## YOUR GOAL
Swap "metal grille" for "iron grate" everywhere in the material below and reproduce it otherwise unchanged, leaving out the pictures.
------ RECORDS SHOWN
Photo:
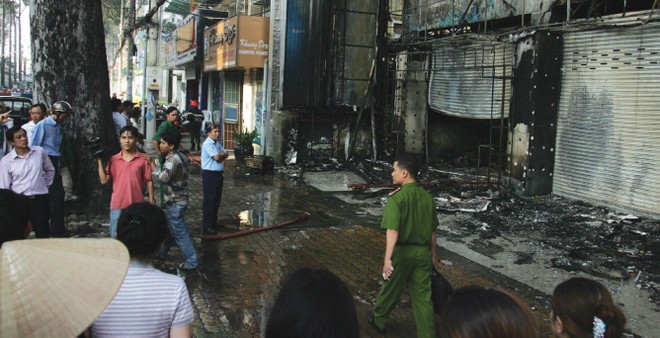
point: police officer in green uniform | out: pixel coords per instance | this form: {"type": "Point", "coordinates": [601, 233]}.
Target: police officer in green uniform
{"type": "Point", "coordinates": [410, 219]}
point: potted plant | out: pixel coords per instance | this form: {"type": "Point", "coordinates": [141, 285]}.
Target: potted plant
{"type": "Point", "coordinates": [243, 146]}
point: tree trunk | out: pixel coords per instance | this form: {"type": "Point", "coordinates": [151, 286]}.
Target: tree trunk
{"type": "Point", "coordinates": [69, 64]}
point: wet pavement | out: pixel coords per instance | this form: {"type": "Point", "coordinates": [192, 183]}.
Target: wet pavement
{"type": "Point", "coordinates": [523, 245]}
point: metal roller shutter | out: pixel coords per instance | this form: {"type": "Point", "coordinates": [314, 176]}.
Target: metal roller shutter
{"type": "Point", "coordinates": [608, 139]}
{"type": "Point", "coordinates": [466, 80]}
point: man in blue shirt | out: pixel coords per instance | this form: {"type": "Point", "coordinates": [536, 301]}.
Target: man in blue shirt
{"type": "Point", "coordinates": [48, 135]}
{"type": "Point", "coordinates": [213, 154]}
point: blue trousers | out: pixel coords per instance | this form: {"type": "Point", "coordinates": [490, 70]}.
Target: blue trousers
{"type": "Point", "coordinates": [212, 182]}
{"type": "Point", "coordinates": [179, 231]}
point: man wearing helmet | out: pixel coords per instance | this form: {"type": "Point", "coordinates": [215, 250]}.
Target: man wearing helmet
{"type": "Point", "coordinates": [193, 119]}
{"type": "Point", "coordinates": [48, 135]}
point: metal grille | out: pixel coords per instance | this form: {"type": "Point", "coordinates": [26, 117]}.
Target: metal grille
{"type": "Point", "coordinates": [470, 81]}
{"type": "Point", "coordinates": [608, 144]}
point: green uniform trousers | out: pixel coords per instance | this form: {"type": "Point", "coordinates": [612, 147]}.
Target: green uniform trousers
{"type": "Point", "coordinates": [412, 267]}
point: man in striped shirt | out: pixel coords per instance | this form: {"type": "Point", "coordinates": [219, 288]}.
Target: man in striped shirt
{"type": "Point", "coordinates": [150, 303]}
{"type": "Point", "coordinates": [173, 173]}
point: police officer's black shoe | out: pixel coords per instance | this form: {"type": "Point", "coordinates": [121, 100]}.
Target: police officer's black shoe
{"type": "Point", "coordinates": [210, 231]}
{"type": "Point", "coordinates": [370, 319]}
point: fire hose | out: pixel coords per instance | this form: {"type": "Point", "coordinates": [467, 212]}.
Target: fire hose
{"type": "Point", "coordinates": [302, 217]}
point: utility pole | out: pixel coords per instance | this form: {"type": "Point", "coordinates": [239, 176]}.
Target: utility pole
{"type": "Point", "coordinates": [10, 71]}
{"type": "Point", "coordinates": [129, 50]}
{"type": "Point", "coordinates": [2, 51]}
{"type": "Point", "coordinates": [17, 48]}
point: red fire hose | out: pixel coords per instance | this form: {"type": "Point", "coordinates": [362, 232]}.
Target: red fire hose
{"type": "Point", "coordinates": [302, 217]}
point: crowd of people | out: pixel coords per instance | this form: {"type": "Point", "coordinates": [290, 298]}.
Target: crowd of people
{"type": "Point", "coordinates": [311, 302]}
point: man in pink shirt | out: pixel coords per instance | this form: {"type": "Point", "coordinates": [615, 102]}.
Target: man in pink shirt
{"type": "Point", "coordinates": [130, 171]}
{"type": "Point", "coordinates": [28, 172]}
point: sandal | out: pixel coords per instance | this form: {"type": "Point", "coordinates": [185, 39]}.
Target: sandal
{"type": "Point", "coordinates": [182, 267]}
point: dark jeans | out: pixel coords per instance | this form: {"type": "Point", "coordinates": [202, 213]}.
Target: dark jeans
{"type": "Point", "coordinates": [194, 138]}
{"type": "Point", "coordinates": [212, 182]}
{"type": "Point", "coordinates": [37, 213]}
{"type": "Point", "coordinates": [56, 192]}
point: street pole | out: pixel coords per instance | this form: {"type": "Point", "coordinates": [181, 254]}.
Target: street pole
{"type": "Point", "coordinates": [2, 51]}
{"type": "Point", "coordinates": [129, 52]}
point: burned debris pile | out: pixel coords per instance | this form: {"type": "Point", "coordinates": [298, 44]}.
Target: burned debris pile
{"type": "Point", "coordinates": [581, 237]}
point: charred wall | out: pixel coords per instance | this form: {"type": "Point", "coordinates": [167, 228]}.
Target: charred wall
{"type": "Point", "coordinates": [533, 111]}
{"type": "Point", "coordinates": [452, 139]}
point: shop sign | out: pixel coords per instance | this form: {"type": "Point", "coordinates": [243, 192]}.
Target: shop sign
{"type": "Point", "coordinates": [238, 42]}
{"type": "Point", "coordinates": [186, 40]}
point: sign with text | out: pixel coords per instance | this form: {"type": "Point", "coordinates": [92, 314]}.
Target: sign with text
{"type": "Point", "coordinates": [238, 42]}
{"type": "Point", "coordinates": [186, 40]}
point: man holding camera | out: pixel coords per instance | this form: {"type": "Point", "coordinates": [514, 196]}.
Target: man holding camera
{"type": "Point", "coordinates": [129, 171]}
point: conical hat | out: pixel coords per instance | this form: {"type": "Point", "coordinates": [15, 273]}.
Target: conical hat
{"type": "Point", "coordinates": [57, 287]}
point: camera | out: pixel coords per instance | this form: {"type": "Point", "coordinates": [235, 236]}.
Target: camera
{"type": "Point", "coordinates": [96, 148]}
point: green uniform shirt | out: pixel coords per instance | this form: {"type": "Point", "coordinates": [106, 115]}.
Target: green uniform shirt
{"type": "Point", "coordinates": [164, 127]}
{"type": "Point", "coordinates": [410, 210]}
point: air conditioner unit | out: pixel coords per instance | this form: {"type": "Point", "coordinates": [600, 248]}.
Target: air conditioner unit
{"type": "Point", "coordinates": [255, 9]}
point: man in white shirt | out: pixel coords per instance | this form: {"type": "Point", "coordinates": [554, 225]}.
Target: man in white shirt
{"type": "Point", "coordinates": [28, 172]}
{"type": "Point", "coordinates": [37, 113]}
{"type": "Point", "coordinates": [118, 119]}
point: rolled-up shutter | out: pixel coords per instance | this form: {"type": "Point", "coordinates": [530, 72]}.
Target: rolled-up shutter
{"type": "Point", "coordinates": [469, 80]}
{"type": "Point", "coordinates": [608, 130]}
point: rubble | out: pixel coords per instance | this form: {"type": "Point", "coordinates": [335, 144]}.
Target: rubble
{"type": "Point", "coordinates": [588, 238]}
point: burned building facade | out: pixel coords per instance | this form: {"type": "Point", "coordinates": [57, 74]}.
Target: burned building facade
{"type": "Point", "coordinates": [554, 97]}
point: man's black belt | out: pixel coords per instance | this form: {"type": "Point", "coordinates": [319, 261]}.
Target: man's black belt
------------
## CORRECT OUTPUT
Photo:
point: police officer in green uniform | out: pixel coords per instance | this form: {"type": "Point", "coordinates": [601, 233]}.
Target: police officer in green uniform
{"type": "Point", "coordinates": [410, 219]}
point: potted plant | out: pixel coords per instance | this form: {"type": "Point", "coordinates": [141, 285]}.
Target: potted plant
{"type": "Point", "coordinates": [243, 146]}
point: tree trunk | out: pixel coords per instance | this form: {"type": "Point", "coordinates": [151, 286]}.
Target: tree trunk
{"type": "Point", "coordinates": [69, 64]}
point: wet pavement | out: pixel coords per instance | this form: {"type": "Point", "coordinates": [192, 183]}.
Target: wet pavement
{"type": "Point", "coordinates": [523, 245]}
point: metal roller shutter | out: pixel coords per instance | this form: {"type": "Point", "coordinates": [314, 176]}.
Target: metal roller shutter
{"type": "Point", "coordinates": [608, 139]}
{"type": "Point", "coordinates": [466, 80]}
point: man in blue shirt | out: pixel coords per instance | this form: {"type": "Point", "coordinates": [536, 301]}.
Target: man in blue shirt
{"type": "Point", "coordinates": [48, 135]}
{"type": "Point", "coordinates": [213, 154]}
point: blue trousers | out: pixel coords per instance | this form: {"type": "Point", "coordinates": [490, 70]}.
Target: blue trousers
{"type": "Point", "coordinates": [212, 182]}
{"type": "Point", "coordinates": [179, 231]}
point: man wearing helmet | out: pixel coords per instance | this form: {"type": "Point", "coordinates": [215, 250]}.
Target: man wearing helmet
{"type": "Point", "coordinates": [193, 119]}
{"type": "Point", "coordinates": [48, 135]}
point: iron grate | out: pixel coords per instance | this form: {"type": "Point", "coordinates": [26, 117]}.
Target: iron grate
{"type": "Point", "coordinates": [470, 81]}
{"type": "Point", "coordinates": [608, 144]}
point: green uniform trousers | out: pixel coords per instance | this form: {"type": "Point", "coordinates": [612, 147]}.
Target: green uniform trousers
{"type": "Point", "coordinates": [412, 267]}
point: man in striped shirt | out: pixel coords per instance | this form: {"type": "Point", "coordinates": [219, 288]}.
Target: man in striped shirt
{"type": "Point", "coordinates": [150, 303]}
{"type": "Point", "coordinates": [173, 173]}
point: police officer's black shoe | out: pixel coords per instance | this form: {"type": "Point", "coordinates": [121, 100]}.
Target: police officer's black shoe
{"type": "Point", "coordinates": [210, 231]}
{"type": "Point", "coordinates": [370, 319]}
point: fire hose | out: pixel coords per instance | this form: {"type": "Point", "coordinates": [467, 212]}.
Target: fire hose
{"type": "Point", "coordinates": [302, 217]}
point: utility pole | out: pixel coords per instance | this form: {"type": "Point", "coordinates": [239, 176]}.
Target: utility pole
{"type": "Point", "coordinates": [10, 71]}
{"type": "Point", "coordinates": [129, 50]}
{"type": "Point", "coordinates": [2, 51]}
{"type": "Point", "coordinates": [17, 48]}
point: red fire hose | out: pixel coords per instance | this form: {"type": "Point", "coordinates": [362, 232]}.
Target: red fire hose
{"type": "Point", "coordinates": [302, 217]}
point: crowd of people | out: pixel coords per instance | this form: {"type": "Point", "coordinates": [290, 298]}.
Target: crowd of people
{"type": "Point", "coordinates": [311, 302]}
point: man in pink shirt | out: pixel coords per instance | this form: {"type": "Point", "coordinates": [615, 102]}.
Target: man in pink shirt
{"type": "Point", "coordinates": [130, 171]}
{"type": "Point", "coordinates": [28, 172]}
point: sandal | out: pixel coords per instance | this form: {"type": "Point", "coordinates": [185, 39]}.
Target: sandal
{"type": "Point", "coordinates": [182, 267]}
point: dark jeans | out: pixel coords per instance | this form: {"type": "Point", "coordinates": [202, 213]}.
Target: dark jeans
{"type": "Point", "coordinates": [194, 138]}
{"type": "Point", "coordinates": [212, 182]}
{"type": "Point", "coordinates": [37, 213]}
{"type": "Point", "coordinates": [56, 192]}
point: street pole | out: pixel coords per instance | this form: {"type": "Point", "coordinates": [181, 254]}.
Target: street pole
{"type": "Point", "coordinates": [2, 51]}
{"type": "Point", "coordinates": [129, 52]}
point: burned debris pile | out: pixel coords per instance | this form: {"type": "Point", "coordinates": [298, 44]}.
Target: burned debris pile
{"type": "Point", "coordinates": [581, 237]}
point: charred wall | out: pixel coords per instance | this form: {"type": "Point", "coordinates": [167, 228]}.
Target: charred wall
{"type": "Point", "coordinates": [533, 111]}
{"type": "Point", "coordinates": [452, 139]}
point: shop sign | out: pixel coords per instance | this form: {"type": "Point", "coordinates": [243, 192]}.
Target: shop sign
{"type": "Point", "coordinates": [238, 42]}
{"type": "Point", "coordinates": [186, 40]}
point: sign with text | out: pixel coords per instance | this form: {"type": "Point", "coordinates": [92, 314]}.
Target: sign with text
{"type": "Point", "coordinates": [238, 42]}
{"type": "Point", "coordinates": [186, 40]}
point: man holding camera | out: pixel coords per instance | this form: {"type": "Point", "coordinates": [514, 196]}.
Target: man holding camera
{"type": "Point", "coordinates": [129, 171]}
point: conical hat | out: pixel coords per instance | this form: {"type": "Point", "coordinates": [15, 273]}.
Target: conical hat
{"type": "Point", "coordinates": [57, 287]}
point: camera | out: pixel coords per instance | this form: {"type": "Point", "coordinates": [235, 236]}.
Target: camera
{"type": "Point", "coordinates": [96, 148]}
point: green uniform shirt | out: pixel coords per instance | this form: {"type": "Point", "coordinates": [106, 115]}.
Target: green uniform shirt
{"type": "Point", "coordinates": [164, 127]}
{"type": "Point", "coordinates": [410, 210]}
point: air conditioner unit | out: pixel coords per instance | this form: {"type": "Point", "coordinates": [600, 248]}.
Target: air conditioner unit
{"type": "Point", "coordinates": [255, 9]}
point: man in white shirt | out: pixel coords per instance | this form: {"type": "Point", "coordinates": [554, 225]}.
Target: man in white shirt
{"type": "Point", "coordinates": [28, 172]}
{"type": "Point", "coordinates": [37, 113]}
{"type": "Point", "coordinates": [118, 119]}
point: rolled-up shutter | out: pixel coords per instance | this form: {"type": "Point", "coordinates": [530, 72]}.
Target: rolled-up shutter
{"type": "Point", "coordinates": [469, 80]}
{"type": "Point", "coordinates": [608, 130]}
point: rubble | out: pixel coords per instance | this form: {"type": "Point", "coordinates": [335, 144]}.
Target: rubble
{"type": "Point", "coordinates": [588, 238]}
point: burned building facade | out: pixel coords per instance | this form: {"type": "Point", "coordinates": [57, 74]}.
Target: burned building facade
{"type": "Point", "coordinates": [554, 97]}
point: man's black belt | out: pixel coords per instance | this form: {"type": "Point", "coordinates": [319, 261]}.
Target: man's black belt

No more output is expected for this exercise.